• _PROBLEM TO SOLVE_
Can you write out every item below again, word for word, leaving out the pictures?

(Point placement items)
■ ■ ■ ■

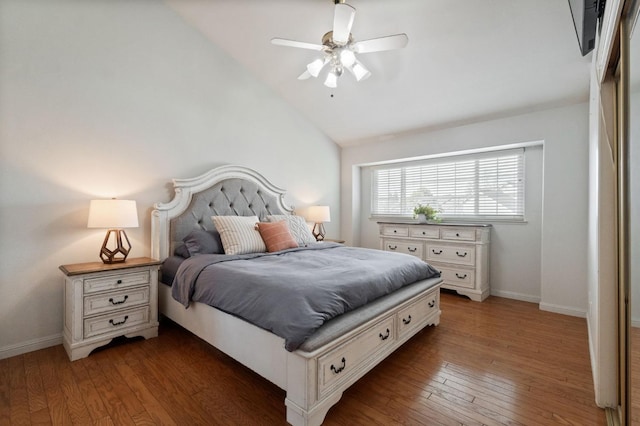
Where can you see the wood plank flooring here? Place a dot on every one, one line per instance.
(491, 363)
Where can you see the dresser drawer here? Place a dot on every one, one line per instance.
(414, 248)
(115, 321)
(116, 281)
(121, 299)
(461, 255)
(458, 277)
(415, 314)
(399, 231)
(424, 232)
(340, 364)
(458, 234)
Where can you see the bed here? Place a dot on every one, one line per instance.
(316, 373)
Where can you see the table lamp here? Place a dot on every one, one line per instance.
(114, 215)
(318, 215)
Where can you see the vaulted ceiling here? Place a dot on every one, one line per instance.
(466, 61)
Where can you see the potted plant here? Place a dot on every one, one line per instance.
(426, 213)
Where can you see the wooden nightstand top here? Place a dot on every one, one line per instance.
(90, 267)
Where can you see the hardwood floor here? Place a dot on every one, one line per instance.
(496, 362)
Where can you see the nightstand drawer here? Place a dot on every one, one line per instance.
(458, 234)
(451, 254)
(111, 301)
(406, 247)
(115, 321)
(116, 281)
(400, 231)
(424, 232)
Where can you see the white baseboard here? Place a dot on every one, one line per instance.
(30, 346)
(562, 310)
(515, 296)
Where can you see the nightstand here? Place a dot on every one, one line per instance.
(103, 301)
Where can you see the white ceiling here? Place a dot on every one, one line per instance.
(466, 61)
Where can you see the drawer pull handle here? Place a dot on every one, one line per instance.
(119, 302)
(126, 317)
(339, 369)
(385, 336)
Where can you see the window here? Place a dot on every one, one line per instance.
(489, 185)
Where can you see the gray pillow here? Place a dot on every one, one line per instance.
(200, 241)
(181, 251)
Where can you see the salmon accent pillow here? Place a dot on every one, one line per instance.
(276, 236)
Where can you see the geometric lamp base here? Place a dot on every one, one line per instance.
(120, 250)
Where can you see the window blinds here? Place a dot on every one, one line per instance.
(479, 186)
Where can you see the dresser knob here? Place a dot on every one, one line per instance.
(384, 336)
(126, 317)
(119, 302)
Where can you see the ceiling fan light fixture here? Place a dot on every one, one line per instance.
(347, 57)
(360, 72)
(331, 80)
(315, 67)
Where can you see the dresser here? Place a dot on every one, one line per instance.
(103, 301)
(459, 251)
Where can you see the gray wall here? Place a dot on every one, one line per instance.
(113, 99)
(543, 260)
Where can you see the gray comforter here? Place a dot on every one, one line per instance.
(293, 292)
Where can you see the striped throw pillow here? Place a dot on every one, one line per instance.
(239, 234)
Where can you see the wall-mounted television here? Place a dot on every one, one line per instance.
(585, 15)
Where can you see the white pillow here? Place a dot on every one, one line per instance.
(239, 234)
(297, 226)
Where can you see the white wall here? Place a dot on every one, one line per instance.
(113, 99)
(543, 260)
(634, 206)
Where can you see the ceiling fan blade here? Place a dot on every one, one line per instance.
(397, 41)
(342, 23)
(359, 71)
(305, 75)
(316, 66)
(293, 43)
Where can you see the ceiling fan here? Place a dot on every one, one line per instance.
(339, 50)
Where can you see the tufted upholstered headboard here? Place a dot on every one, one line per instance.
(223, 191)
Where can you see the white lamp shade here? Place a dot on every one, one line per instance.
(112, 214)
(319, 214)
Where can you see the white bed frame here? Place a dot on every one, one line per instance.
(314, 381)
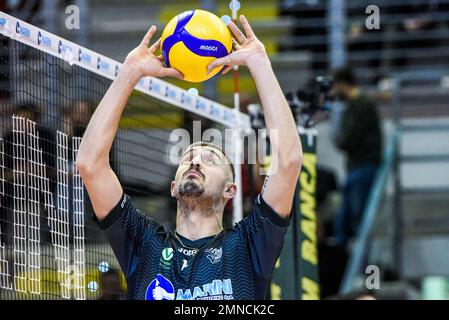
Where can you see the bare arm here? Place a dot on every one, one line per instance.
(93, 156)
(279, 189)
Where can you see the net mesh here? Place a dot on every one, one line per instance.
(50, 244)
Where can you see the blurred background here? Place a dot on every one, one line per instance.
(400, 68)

■ ■ ■ ■

• _ANSWER FOR THIS EXERCISE_
Where can you see the wood plank flooring here? Place a dot on every one, one line per instance.
(491, 363)
Where can you see the dresser drawer here? Place a dot on every one, one line per instance.
(414, 248)
(115, 321)
(116, 281)
(121, 299)
(461, 255)
(458, 277)
(415, 314)
(399, 231)
(424, 232)
(340, 364)
(458, 234)
Where can you see the bed here? Place a dot on every one, one line per instance.
(316, 373)
Where can you see the table lamp here? Place a dot on every one, one line per instance.
(114, 215)
(318, 215)
Where can you see the vaulted ceiling here? Place a dot on every one, one line per instance.
(466, 61)
Where can you see the potted plant here? Place a dot on every one, one line per instance.
(426, 213)
Where can you see the wooden nightstand top here? Place a dot on every one, one line per instance.
(90, 267)
Where can you see the hardwood floor here? Place a dot on every one, one line per instance.
(496, 362)
Where can you see the nightstand drawer here? Place a dot on every one, one line per instance.
(458, 234)
(451, 254)
(111, 301)
(406, 247)
(115, 321)
(116, 281)
(400, 231)
(424, 232)
Where can you see the white baseboard here? Place a dot on every one, one line per instance.
(30, 346)
(562, 310)
(515, 296)
Where can you see the nightstand here? Place a dot on every one, one line per instance.
(103, 301)
Where can you see the white ceiling here? Place a dot on every one, one line per instance.
(466, 61)
Where can you see the drawer pull handle here? Place a dot on every one, one line per instance.
(119, 302)
(126, 317)
(339, 369)
(385, 336)
Where can you see the window here? Place a dot on every one, one line per instance.
(489, 185)
Where can you see the gray pillow here? Place a dot on every one, one line per instance.
(200, 241)
(181, 251)
Where can you see the salmon accent pillow here? Place a dot on every one, one line per instance.
(276, 236)
Where can you see the geometric lamp base here? Place a dot on every one, one line per instance.
(120, 250)
Where can you see the window blinds here? Place a dot on every one, one line per instance.
(479, 186)
Where can you see the dresser knob here? Place a dot on every one, one line per instance.
(384, 336)
(126, 317)
(119, 302)
Where can you see the ceiling fan light fixture here? Place a dot on every one, one line per instance.
(347, 57)
(360, 72)
(331, 80)
(315, 67)
Where can you see the dresser here? Place a dot on every one, one line per instance.
(103, 301)
(459, 251)
Where can you see the gray wall here? Place a dot on every one, one line per instance.
(113, 99)
(543, 260)
Where can you see the gray comforter here? Place a dot on every one, one line per instance.
(293, 292)
Where can you see the striped throw pillow here? Place a dot on every one, one line per instance.
(239, 234)
Where can you see the wall-mounted television here? Place a dot on every one, one line per instance.
(585, 15)
Where can you see the white pillow here? Place a dot on every one, one line per instance.
(239, 234)
(297, 226)
Where can you see the white wall here? Place a dot on every one, one line per instance.
(113, 99)
(543, 260)
(634, 206)
Where can you see the ceiling fan blade here? Place a dot on every one, one line per instance.
(397, 41)
(342, 23)
(359, 71)
(305, 75)
(316, 66)
(293, 43)
Where can you see the ceiling fan here? Place a dot on every one, one line per instance.
(339, 50)
Where can you see the tufted upholstered headboard here? Place a dot on every one, one line per instance.
(223, 191)
Where can you see the white lamp shade here? Place a dot on every one, one line per instance.
(112, 214)
(319, 214)
Where can you see the white bed frame here? Place a dot on every one, one line per instance.
(314, 381)
Where can you see the bare arm here? Place a dot on every one, one line per instance.
(93, 156)
(279, 189)
Where can you see the net mesh here? Place a dot on every one, one line per instance.
(50, 244)
Where can you see the blurred background here? Place a dot on every one, one line per instance.
(400, 68)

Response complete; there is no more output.